◆ WORK REQUIRED ◆
In the listing that follows, the lines starting at the one containing "box: [7, 7, 449, 303]" and ending at the one containing "positive clicks: (44, 47)" are to be returned exactly, both boundary lines included, and no others.

◆ SUPPLIED DATA ◆
=== Section Start ===
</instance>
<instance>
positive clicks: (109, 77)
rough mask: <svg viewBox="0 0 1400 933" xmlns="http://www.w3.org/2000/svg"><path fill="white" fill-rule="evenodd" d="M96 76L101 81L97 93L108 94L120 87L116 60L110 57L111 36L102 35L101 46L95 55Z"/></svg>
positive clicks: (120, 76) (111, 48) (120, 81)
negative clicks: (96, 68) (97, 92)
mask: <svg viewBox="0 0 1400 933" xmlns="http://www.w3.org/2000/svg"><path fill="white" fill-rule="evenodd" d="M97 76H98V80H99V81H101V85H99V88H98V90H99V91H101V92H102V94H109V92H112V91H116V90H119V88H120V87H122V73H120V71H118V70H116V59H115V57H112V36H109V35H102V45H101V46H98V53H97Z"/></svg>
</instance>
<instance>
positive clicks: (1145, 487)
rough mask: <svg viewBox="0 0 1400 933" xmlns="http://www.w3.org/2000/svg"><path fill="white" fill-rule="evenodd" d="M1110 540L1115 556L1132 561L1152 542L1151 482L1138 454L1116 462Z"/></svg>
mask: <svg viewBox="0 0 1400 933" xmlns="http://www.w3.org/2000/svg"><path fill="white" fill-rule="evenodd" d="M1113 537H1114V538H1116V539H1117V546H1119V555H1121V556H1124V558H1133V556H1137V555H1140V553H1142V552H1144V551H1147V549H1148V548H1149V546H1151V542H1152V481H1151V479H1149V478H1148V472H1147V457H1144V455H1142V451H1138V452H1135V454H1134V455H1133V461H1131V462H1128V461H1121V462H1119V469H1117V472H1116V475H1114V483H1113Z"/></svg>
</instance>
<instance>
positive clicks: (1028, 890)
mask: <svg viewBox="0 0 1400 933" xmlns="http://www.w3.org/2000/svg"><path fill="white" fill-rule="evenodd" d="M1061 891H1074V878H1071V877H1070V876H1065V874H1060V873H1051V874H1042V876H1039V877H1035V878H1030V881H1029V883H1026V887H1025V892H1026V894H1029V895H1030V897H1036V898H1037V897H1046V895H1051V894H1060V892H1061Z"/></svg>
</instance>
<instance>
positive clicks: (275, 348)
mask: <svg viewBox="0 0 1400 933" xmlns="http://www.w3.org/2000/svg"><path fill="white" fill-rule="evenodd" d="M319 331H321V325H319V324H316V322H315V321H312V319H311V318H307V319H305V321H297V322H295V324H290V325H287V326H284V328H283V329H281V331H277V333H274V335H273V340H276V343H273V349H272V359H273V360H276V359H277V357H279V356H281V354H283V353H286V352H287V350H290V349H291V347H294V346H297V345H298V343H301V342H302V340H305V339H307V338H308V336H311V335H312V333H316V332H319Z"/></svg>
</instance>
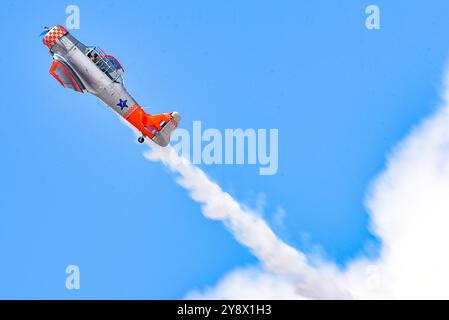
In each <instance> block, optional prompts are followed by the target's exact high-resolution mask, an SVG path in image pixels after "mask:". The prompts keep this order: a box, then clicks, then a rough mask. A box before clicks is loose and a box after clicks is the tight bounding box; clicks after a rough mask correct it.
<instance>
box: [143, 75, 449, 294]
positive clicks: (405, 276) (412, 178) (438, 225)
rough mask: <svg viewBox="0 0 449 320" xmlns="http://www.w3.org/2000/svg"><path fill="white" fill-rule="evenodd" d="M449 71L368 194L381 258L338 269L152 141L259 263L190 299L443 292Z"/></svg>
mask: <svg viewBox="0 0 449 320" xmlns="http://www.w3.org/2000/svg"><path fill="white" fill-rule="evenodd" d="M448 80H449V75H448V76H447V79H446V82H445V84H446V86H445V92H444V95H443V97H444V104H443V106H442V108H440V109H439V110H438V111H437V112H436V113H435V114H434V115H433V116H432V117H430V118H429V119H427V120H426V121H424V122H423V123H422V124H421V125H420V126H418V127H417V128H416V129H414V130H413V131H412V132H411V134H410V135H409V136H408V137H407V138H406V139H405V140H404V141H403V142H402V143H401V144H399V146H398V147H397V148H396V149H395V150H394V152H393V154H392V155H391V156H390V158H389V160H388V164H387V168H386V170H385V171H384V172H383V173H382V174H381V175H380V176H379V178H378V179H376V180H375V182H374V183H373V186H372V188H371V192H370V193H369V196H368V198H367V208H368V211H369V213H370V217H371V220H372V229H373V232H374V233H375V234H376V235H377V236H379V237H380V238H381V240H382V248H381V253H380V257H379V259H377V260H376V261H369V260H367V259H365V258H363V257H361V258H359V259H356V260H355V261H354V262H352V263H351V264H349V265H348V267H347V268H346V270H344V271H339V270H338V269H337V268H336V267H335V266H334V265H332V264H330V263H329V264H326V265H322V266H320V267H316V266H315V267H312V266H310V265H309V263H308V261H307V258H306V256H305V255H304V254H303V253H301V252H300V251H298V250H296V249H294V248H292V247H291V246H289V245H287V244H286V243H284V242H283V241H282V240H280V239H279V238H278V237H276V235H275V234H274V233H273V231H272V230H271V229H270V228H269V226H268V225H267V223H266V222H265V221H264V220H263V219H262V218H261V217H259V216H258V215H257V214H256V213H254V212H251V211H248V210H245V209H243V208H242V206H241V205H240V204H239V203H238V202H237V201H236V200H235V199H233V198H232V197H231V196H230V195H229V194H228V193H226V192H224V191H223V190H221V188H220V186H219V185H218V184H216V183H214V182H213V181H211V180H210V179H209V178H208V176H207V175H206V174H205V173H204V172H203V171H202V170H201V169H199V168H198V167H196V166H194V165H192V164H191V163H189V162H188V161H187V160H186V159H184V158H181V157H179V156H178V155H177V153H176V152H175V150H174V149H172V148H171V147H168V148H160V147H158V146H156V145H152V144H150V150H149V151H148V152H147V153H146V154H145V156H146V157H147V158H148V159H150V160H152V161H162V162H163V163H164V164H165V165H166V166H167V167H169V168H170V169H171V170H172V171H175V172H177V173H178V174H179V177H178V180H177V182H178V183H179V184H180V185H181V186H183V187H184V188H185V189H186V190H188V191H189V192H190V196H191V197H192V199H193V200H195V201H196V202H198V203H199V204H201V205H202V211H203V214H204V215H205V216H206V217H208V218H210V219H215V220H220V221H222V222H223V223H224V224H225V225H226V226H227V228H228V229H229V230H230V231H231V233H232V234H233V235H234V236H235V238H236V239H237V241H239V242H240V243H242V244H243V245H245V246H246V247H248V248H249V249H250V250H251V252H252V253H253V254H254V255H255V256H256V257H257V258H258V259H259V261H260V262H261V264H262V266H263V267H264V270H258V269H244V270H236V271H234V272H232V273H230V274H228V275H227V276H225V277H224V279H222V280H221V281H220V282H219V283H218V285H217V286H216V287H215V288H212V289H208V290H206V292H205V293H203V294H202V293H198V292H193V293H190V294H188V295H187V297H188V298H189V297H190V298H208V299H214V298H225V299H236V298H246V299H248V298H249V299H250V298H283V299H285V298H292V299H298V298H318V299H328V298H337V299H340V298H349V297H353V298H361V299H366V298H380V299H386V298H392V299H398V298H399V299H403V298H413V299H416V298H423V299H426V298H439V299H448V298H449V272H448V270H449V253H448V250H447V247H448V245H449V231H448V230H449V86H448V83H449V81H448Z"/></svg>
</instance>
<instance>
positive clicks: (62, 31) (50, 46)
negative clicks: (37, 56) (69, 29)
mask: <svg viewBox="0 0 449 320" xmlns="http://www.w3.org/2000/svg"><path fill="white" fill-rule="evenodd" d="M66 33H67V30H66V29H65V28H64V27H63V26H59V25H58V26H55V27H53V28H52V29H51V30H50V31H48V32H47V34H46V35H45V37H44V39H43V41H44V44H45V45H46V46H47V47H48V49H50V50H51V48H52V47H53V46H54V45H55V43H56V41H58V40H59V39H61V38H62V37H63V36H64V35H65V34H66Z"/></svg>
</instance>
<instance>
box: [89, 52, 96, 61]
mask: <svg viewBox="0 0 449 320" xmlns="http://www.w3.org/2000/svg"><path fill="white" fill-rule="evenodd" d="M90 60H92V62H93V63H97V61H98V54H96V53H94V54H93V55H91V56H90Z"/></svg>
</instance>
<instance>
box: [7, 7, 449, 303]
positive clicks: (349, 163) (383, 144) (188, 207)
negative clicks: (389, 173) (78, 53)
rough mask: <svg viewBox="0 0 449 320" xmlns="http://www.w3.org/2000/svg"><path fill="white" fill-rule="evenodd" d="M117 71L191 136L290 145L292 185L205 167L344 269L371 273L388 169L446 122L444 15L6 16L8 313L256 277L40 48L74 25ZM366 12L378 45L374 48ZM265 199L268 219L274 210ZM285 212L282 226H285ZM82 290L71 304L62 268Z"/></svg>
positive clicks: (44, 47)
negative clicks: (57, 76) (63, 28)
mask: <svg viewBox="0 0 449 320" xmlns="http://www.w3.org/2000/svg"><path fill="white" fill-rule="evenodd" d="M69 4H76V5H78V6H79V7H80V11H81V29H80V30H73V31H72V34H73V35H74V36H75V37H77V38H78V39H79V40H80V41H82V42H83V43H85V44H87V45H97V46H100V47H102V48H103V49H104V50H105V51H106V52H109V53H111V54H113V55H114V56H116V57H117V58H118V59H119V60H120V62H121V63H122V65H123V66H124V67H125V69H126V73H125V74H124V76H125V81H126V86H127V88H128V90H129V91H130V93H131V94H132V95H133V96H134V97H135V98H136V100H137V101H138V102H139V103H140V104H141V105H142V106H144V107H150V108H151V109H148V110H147V111H149V112H152V113H159V112H164V111H169V110H178V111H180V112H181V114H182V115H183V121H182V127H184V128H187V129H189V128H190V127H191V125H192V121H194V120H201V121H202V125H203V127H204V128H218V129H225V128H267V129H269V128H278V129H279V170H278V173H277V174H276V175H274V176H260V175H258V170H257V167H256V166H253V165H239V166H238V165H217V166H205V165H202V166H201V168H202V169H204V170H205V172H206V173H207V174H209V175H210V176H211V178H212V179H214V180H215V181H217V182H218V183H219V184H220V185H221V186H222V188H223V189H224V190H225V191H227V192H229V193H231V194H232V195H233V196H234V197H235V198H236V199H238V200H239V201H241V202H242V203H245V204H246V205H248V206H250V207H254V208H257V207H258V206H259V205H260V203H261V202H264V210H263V211H264V212H263V215H264V217H265V218H266V220H267V221H268V222H270V223H271V224H272V227H273V229H274V230H275V231H276V232H277V233H278V234H279V236H280V237H281V238H282V239H284V240H285V241H286V242H288V243H289V244H292V245H294V246H295V247H297V248H300V249H302V250H304V251H306V252H310V251H315V250H317V249H316V246H319V247H320V249H319V251H320V252H321V253H322V254H324V255H325V257H327V258H328V259H330V260H332V261H336V262H337V263H339V264H340V265H342V266H343V265H344V264H345V263H346V262H347V261H349V260H351V259H353V258H354V257H356V256H358V255H359V254H362V253H365V254H368V255H375V252H376V248H378V247H379V243H378V241H377V240H376V239H375V238H374V237H373V236H372V235H371V234H370V232H369V230H368V223H369V221H368V215H367V213H366V210H365V208H364V204H363V201H364V198H365V195H366V192H367V189H368V186H369V183H370V182H371V181H372V179H373V178H374V177H375V176H376V175H377V174H378V173H379V172H380V171H381V170H382V168H383V167H384V166H385V159H386V155H387V154H388V152H389V151H390V150H391V148H392V147H394V145H395V144H396V143H397V142H398V141H400V140H401V138H402V137H403V136H405V135H406V133H407V132H408V131H409V130H410V128H411V127H413V126H414V125H415V124H417V123H419V121H420V119H422V118H423V117H425V116H426V115H428V114H430V113H431V112H432V111H433V110H434V106H435V105H436V102H437V101H438V100H439V95H438V94H439V90H440V87H439V83H440V80H441V77H442V70H443V67H444V66H445V62H446V58H447V53H448V52H449V50H448V49H449V43H448V42H447V35H446V33H445V32H446V30H449V21H448V20H447V17H446V14H445V13H446V12H449V11H448V10H449V3H447V2H446V1H434V2H433V3H432V6H429V5H426V2H425V1H414V2H409V1H395V2H394V3H392V2H391V1H370V2H367V1H355V0H354V1H345V2H344V3H335V2H332V1H283V2H281V3H279V2H276V3H275V2H274V1H247V2H245V3H242V2H239V1H216V2H214V3H211V2H207V1H167V2H163V3H162V2H156V1H151V2H144V1H141V2H140V1H133V2H130V3H127V2H122V1H95V2H92V1H76V2H74V3H67V2H62V1H46V2H45V3H44V4H38V3H36V2H29V3H17V2H13V1H6V2H3V3H2V5H3V10H1V12H0V18H1V19H0V21H1V22H0V23H1V30H2V31H1V38H2V43H3V44H4V47H3V50H2V53H1V54H0V62H1V64H2V66H3V70H2V73H3V77H2V80H1V81H2V87H3V88H4V92H3V97H2V98H3V99H2V100H3V110H4V112H3V114H4V116H5V117H4V120H3V122H2V126H0V136H1V138H2V139H1V145H2V150H3V154H2V157H1V158H0V177H1V179H0V219H1V222H0V252H1V254H2V259H1V264H0V297H1V298H181V297H183V296H184V295H185V293H186V292H188V291H190V290H191V289H194V288H202V287H204V286H206V285H213V284H214V283H216V282H217V281H218V279H220V278H221V277H222V275H223V274H225V273H226V272H228V271H229V270H232V269H233V268H236V267H239V266H245V265H252V264H256V263H257V261H256V259H255V258H254V257H253V256H252V255H251V254H250V253H249V252H248V251H247V250H246V249H245V248H243V247H241V246H240V245H239V244H238V243H237V242H236V241H235V240H234V239H233V237H232V236H231V235H230V234H229V233H228V231H227V230H226V229H225V228H224V227H223V225H222V224H221V223H219V222H215V221H210V220H207V219H205V218H204V217H203V216H202V215H201V213H200V208H199V206H198V204H196V203H194V202H193V201H192V200H191V199H190V198H189V197H188V195H187V194H186V192H185V190H184V189H182V188H181V187H180V186H178V185H177V184H175V183H174V181H173V175H172V174H171V173H170V172H168V170H167V169H166V168H165V167H164V166H163V165H161V164H159V163H150V162H148V161H146V160H145V159H144V157H143V156H142V152H143V151H144V150H145V147H143V146H141V145H138V144H137V143H136V141H135V136H134V134H133V132H132V131H131V130H130V129H129V128H128V127H126V126H124V125H123V124H122V123H121V122H120V121H119V120H118V118H117V116H116V115H115V114H114V113H113V112H112V111H111V110H109V109H108V108H107V107H106V106H105V105H103V104H102V103H101V102H100V101H98V100H97V99H96V98H95V97H93V96H91V95H88V94H83V95H81V94H77V93H75V92H72V91H69V90H64V89H63V88H62V87H61V86H60V85H59V84H58V83H57V82H56V81H55V80H54V79H53V78H52V77H51V76H50V74H49V73H48V69H49V68H50V65H51V57H50V56H49V55H48V53H47V49H46V48H45V47H44V46H43V44H42V42H41V39H40V38H39V37H38V36H37V35H38V34H39V33H40V32H41V31H42V27H43V26H45V25H49V26H53V25H55V24H64V22H65V19H66V17H67V15H66V14H65V8H66V6H67V5H69ZM369 4H376V5H378V6H379V7H380V10H381V29H380V30H376V31H373V30H371V31H370V30H367V29H366V28H365V18H366V15H365V13H364V11H365V8H366V6H367V5H369ZM261 199H262V200H263V201H261ZM278 208H283V210H285V218H284V221H283V226H281V225H277V224H276V223H275V214H274V213H275V212H276V210H277V209H278ZM69 264H76V265H78V266H79V267H80V269H81V290H79V291H76V290H74V291H69V290H67V289H66V288H65V277H66V275H65V267H66V266H67V265H69Z"/></svg>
=== Section End ===
◆ RESULT OF THE EXERCISE ◆
box: [7, 7, 449, 303]
positive clicks: (349, 163) (383, 144) (188, 207)
negative clicks: (389, 173) (78, 53)
rough mask: <svg viewBox="0 0 449 320" xmlns="http://www.w3.org/2000/svg"><path fill="white" fill-rule="evenodd" d="M117 71L191 136L290 145L292 185L205 167L344 269L371 273L388 169L446 122L444 15L6 16L8 313L256 277L40 48L74 25ZM366 12L378 45L374 48ZM265 199L268 219L274 210ZM285 212L282 226H285ZM82 290L71 304L62 268Z"/></svg>
positive clicks: (44, 47)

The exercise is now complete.